*RECORDS FOR THIS EXERCISE:*
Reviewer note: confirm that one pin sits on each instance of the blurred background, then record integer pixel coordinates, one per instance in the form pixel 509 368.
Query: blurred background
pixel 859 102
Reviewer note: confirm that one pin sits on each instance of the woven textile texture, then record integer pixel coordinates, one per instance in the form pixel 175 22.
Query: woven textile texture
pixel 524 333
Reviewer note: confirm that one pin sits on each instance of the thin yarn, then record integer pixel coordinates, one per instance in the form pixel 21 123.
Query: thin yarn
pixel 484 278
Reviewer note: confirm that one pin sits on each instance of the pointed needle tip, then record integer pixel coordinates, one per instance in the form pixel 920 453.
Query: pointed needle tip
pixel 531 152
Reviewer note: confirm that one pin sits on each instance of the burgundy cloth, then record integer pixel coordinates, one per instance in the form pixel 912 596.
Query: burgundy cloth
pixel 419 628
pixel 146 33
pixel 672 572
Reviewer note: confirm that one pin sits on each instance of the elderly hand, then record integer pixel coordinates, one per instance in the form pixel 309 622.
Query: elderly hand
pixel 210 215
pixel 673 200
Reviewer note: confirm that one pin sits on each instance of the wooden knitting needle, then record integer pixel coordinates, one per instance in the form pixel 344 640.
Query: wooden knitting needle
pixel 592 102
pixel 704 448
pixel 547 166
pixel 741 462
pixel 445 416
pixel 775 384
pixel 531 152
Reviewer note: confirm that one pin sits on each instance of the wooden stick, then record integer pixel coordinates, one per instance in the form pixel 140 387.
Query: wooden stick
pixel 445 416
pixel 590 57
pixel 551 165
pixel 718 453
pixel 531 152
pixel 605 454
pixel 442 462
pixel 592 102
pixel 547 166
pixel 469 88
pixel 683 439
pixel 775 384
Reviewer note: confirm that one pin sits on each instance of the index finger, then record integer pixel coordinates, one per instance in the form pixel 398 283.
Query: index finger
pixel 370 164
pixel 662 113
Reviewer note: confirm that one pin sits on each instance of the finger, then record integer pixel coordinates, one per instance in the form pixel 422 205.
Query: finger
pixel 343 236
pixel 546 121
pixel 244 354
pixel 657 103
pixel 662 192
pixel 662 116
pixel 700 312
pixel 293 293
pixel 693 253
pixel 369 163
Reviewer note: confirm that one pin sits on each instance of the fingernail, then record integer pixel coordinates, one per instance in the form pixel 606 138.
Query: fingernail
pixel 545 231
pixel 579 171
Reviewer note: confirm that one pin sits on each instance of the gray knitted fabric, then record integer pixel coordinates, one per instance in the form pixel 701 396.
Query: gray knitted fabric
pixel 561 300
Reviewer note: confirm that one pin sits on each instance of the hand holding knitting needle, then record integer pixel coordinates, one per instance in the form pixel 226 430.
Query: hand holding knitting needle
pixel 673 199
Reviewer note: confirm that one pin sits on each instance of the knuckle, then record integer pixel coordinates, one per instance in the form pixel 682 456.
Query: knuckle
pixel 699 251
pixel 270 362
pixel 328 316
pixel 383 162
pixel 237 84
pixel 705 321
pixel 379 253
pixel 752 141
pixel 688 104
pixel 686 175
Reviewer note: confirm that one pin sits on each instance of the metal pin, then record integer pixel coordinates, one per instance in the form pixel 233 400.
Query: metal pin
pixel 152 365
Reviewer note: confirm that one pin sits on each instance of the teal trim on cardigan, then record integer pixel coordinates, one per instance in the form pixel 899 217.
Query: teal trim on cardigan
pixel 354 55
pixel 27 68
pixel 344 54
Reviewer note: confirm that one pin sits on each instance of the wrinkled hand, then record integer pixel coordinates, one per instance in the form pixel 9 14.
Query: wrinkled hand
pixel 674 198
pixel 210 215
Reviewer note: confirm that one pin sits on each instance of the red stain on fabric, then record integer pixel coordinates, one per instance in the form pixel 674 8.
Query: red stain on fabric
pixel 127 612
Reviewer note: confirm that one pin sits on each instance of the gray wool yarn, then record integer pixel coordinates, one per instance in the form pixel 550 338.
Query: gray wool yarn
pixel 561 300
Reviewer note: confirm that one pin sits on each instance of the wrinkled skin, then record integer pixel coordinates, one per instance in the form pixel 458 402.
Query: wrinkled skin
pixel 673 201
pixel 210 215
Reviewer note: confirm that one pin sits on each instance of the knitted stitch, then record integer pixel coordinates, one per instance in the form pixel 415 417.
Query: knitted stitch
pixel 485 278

*TASK TO COMPLETE:* Each line above is to be set down again verbatim.

*PROBLEM SOLUTION:*
Reviewer note: confirm that one pin sits on each instance of the blurred background, then record integer pixel coordinates, one per instance in the form pixel 509 368.
Query: blurred background
pixel 859 102
Reviewer note: confirm that one pin sits on each instance of the woven textile texture, then record integer pixel coordinates, one per instance in the form pixel 175 22.
Query: woven textile texture
pixel 524 333
Reviewer note: confirm that one pin sits on each instance of the thin yarn, then record integer pixel coordinates, one per instance in the form pixel 21 123.
Query: thin yarn
pixel 484 278
Reviewer note: confirm that one pin sits on each instance of the pointed needle tip, then record integer pixel coordinates, one per instance in the form pixel 920 453.
Query: pointed needle tip
pixel 531 152
Reviewer note: confirm that one pin sits on each instance of the burgundy cloth, then record integer pixel coordinates, one per instance in the form pixel 912 596.
Query: burgundy cloth
pixel 419 628
pixel 146 33
pixel 672 572
Reviewer note: confirm that one pin sits on each instance of the elderly hand, then record integer pixel coordinates, one per instance in the form pixel 309 622.
Query: elderly hand
pixel 210 215
pixel 673 200
Reviewer note: confirm that one pin sits on each instance of the wooden knitting needle, then record integer pixel coordinates, one per instance in the form pixel 344 640.
Query: wooden knitting needle
pixel 592 102
pixel 704 448
pixel 547 166
pixel 741 462
pixel 445 416
pixel 775 384
pixel 531 152
Reviewer note: confirm that one pin sits on each instance of the wooden stick, then record integer pixel coordinates, one per instance in the form pixel 140 387.
Query: wooden stick
pixel 445 416
pixel 590 57
pixel 551 165
pixel 718 453
pixel 531 152
pixel 605 454
pixel 442 462
pixel 592 102
pixel 547 166
pixel 469 88
pixel 683 439
pixel 775 384
Reviewer note: confirm that one pin sits on each instance of the index finger, then record integer pixel coordinates, one per instance in the form pixel 398 283.
Query: index finger
pixel 370 164
pixel 662 113
Reviewer note: confirm that one pin sits on each instance of the finger, then record integer pixel coordinates, one per instance in the form pixel 422 205.
Query: finger
pixel 343 236
pixel 546 121
pixel 244 354
pixel 657 103
pixel 662 192
pixel 662 116
pixel 700 312
pixel 293 293
pixel 693 253
pixel 369 163
Reviewer note: confirm that one pin sits on each instance of the fingernail, then record integer pixel coordinates, one per instance in the form pixel 606 138.
Query: fingernail
pixel 545 231
pixel 579 171
Reviewer note: confirm that one pin sits on each instance of the gray knitted fabric, then record integer pixel coordinates, one per instance in the form pixel 701 396.
Query: gray knitted fabric
pixel 561 300
Reviewer note: confirm that one pin sits on each instance of the hand holding knitting needle, then record integer pixel coordinates, one per instance in the form pixel 226 430.
Query: hand holding knitting needle
pixel 673 199
Reviewer note: confirm that one pin sits on each instance of the knuckle, then record integer pixel coordinates, one per instance in the form pixel 682 456.
Query: knuckle
pixel 699 251
pixel 270 362
pixel 328 316
pixel 383 162
pixel 237 84
pixel 705 321
pixel 379 253
pixel 752 141
pixel 688 104
pixel 686 175
Reviewer note: confirm that one pin sits on each instance of the metal pin, then record integer pixel coordinates, one per instance in the form pixel 233 400.
Query: metal pin
pixel 152 365
Reviewer note: confirm that one pin sits on each instance of the teal trim on cardigan, then record integer pixel coordinates, one per instance in the form pixel 899 217.
Query: teal trim on cardigan
pixel 354 55
pixel 27 68
pixel 344 54
Reviewer note: confirm that one pin sits on each instance of the wrinkled hand, then record integer pixel coordinates, one per instance in the form pixel 9 14.
Query: wrinkled hand
pixel 674 198
pixel 210 215
Reviewer note: confirm that one pin sits on each instance of the red stain on fabric, then record integer pixel coordinates, one per instance in the form pixel 674 8.
Query: red stain on fabric
pixel 127 612
Reviewer note: confirm that one pin sits on each instance of the gray wool yarn, then record integer pixel coordinates, one per instance in the form pixel 550 338.
Query: gray wool yarn
pixel 561 300
Reviewer note: confirm that one pin sits on each instance of the wrinkled skin, then record integer pixel coordinates, one per instance in the form pixel 458 402.
Query: wrinkled skin
pixel 673 201
pixel 210 215
Reviewer note: confirm that one pin sits on each instance of the knitted stitch, then record integer pixel coordinates, one per instance in the form pixel 415 417.
Query: knitted stitch
pixel 485 278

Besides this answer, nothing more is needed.